Jolt is one of those movies that turns up on a streaming platform, Amazon Prime in this instance, and you think, “meh, why not”, at least, that’s what happened in my case.
Immediately Jolt felt like the sort of film legendary writer / director Luc Besson would have made. It’s a frantic mix of Atomic Blonde meets Crank with a big wedge of humour, British humour, thanks to our lead, Kate Beckinsale (“Underworld: Blood Wars”, “The Face Of An Angel”).
Jolt appears to have been filmed on the smallest set ever made, you see the same buildings over and over and over. It has Jai Courtney (“Alita: Battle Angel”, “Suicide Squad”) trying to pass himself off as a geeky, ‘I can’t get a date’, accountant when there’s more chance of him passing himself off as suave bodybuilder.
We have tropes galore as well; two ‘buddy’ cops, one of which, Bobby Cannavale (“The Irishman”, “Motherless Brooklyn”), is a bit of a maverick, believes rules can be bent, whereas his partner, Laverne Cox (“Promising Young Woman”, “Charlie’s Angels”), is a by-the-book bad-ass who softens by the end of proceedings.

(Records from a collection)
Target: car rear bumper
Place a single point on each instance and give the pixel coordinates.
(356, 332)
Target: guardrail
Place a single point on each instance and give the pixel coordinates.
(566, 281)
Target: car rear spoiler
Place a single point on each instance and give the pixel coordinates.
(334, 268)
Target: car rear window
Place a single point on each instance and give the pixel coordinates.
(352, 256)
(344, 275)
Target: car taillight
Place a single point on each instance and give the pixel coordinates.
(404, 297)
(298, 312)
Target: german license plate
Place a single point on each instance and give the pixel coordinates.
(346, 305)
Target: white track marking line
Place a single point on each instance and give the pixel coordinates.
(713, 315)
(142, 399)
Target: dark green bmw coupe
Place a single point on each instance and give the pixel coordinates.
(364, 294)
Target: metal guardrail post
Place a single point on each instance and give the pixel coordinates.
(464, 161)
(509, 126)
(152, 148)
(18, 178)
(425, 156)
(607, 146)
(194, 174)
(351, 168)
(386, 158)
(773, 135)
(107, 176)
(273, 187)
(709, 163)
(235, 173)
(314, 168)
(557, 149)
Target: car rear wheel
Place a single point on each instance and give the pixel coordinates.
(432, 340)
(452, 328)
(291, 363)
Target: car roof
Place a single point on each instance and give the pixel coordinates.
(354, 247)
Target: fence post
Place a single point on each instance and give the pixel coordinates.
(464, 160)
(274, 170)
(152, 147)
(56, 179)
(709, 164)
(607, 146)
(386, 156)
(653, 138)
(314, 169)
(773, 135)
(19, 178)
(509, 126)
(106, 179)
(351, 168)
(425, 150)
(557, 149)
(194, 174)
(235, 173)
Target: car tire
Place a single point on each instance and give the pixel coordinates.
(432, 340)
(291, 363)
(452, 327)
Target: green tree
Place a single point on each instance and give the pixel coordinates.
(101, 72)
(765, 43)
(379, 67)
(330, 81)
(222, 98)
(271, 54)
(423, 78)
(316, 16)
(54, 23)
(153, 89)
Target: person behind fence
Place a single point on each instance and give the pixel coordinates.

*How to complete this task:* Turn the paragraph of the Jolt review that begins "We have tropes galore" into a short bulleted list that keeps its main facts. The rows are not needed for this work.

*Finished exercise:*
- The film is full of tropes, including two "buddy" cops.
- Bobby Cannavale ("The Irishman," "Motherless Brooklyn") plays the maverick, who believes rules can be bent.
- Laverne Cox ("Promising Young Woman," "Charlie's Angels") plays his partner, a by-the-book bad-ass who softens by the end.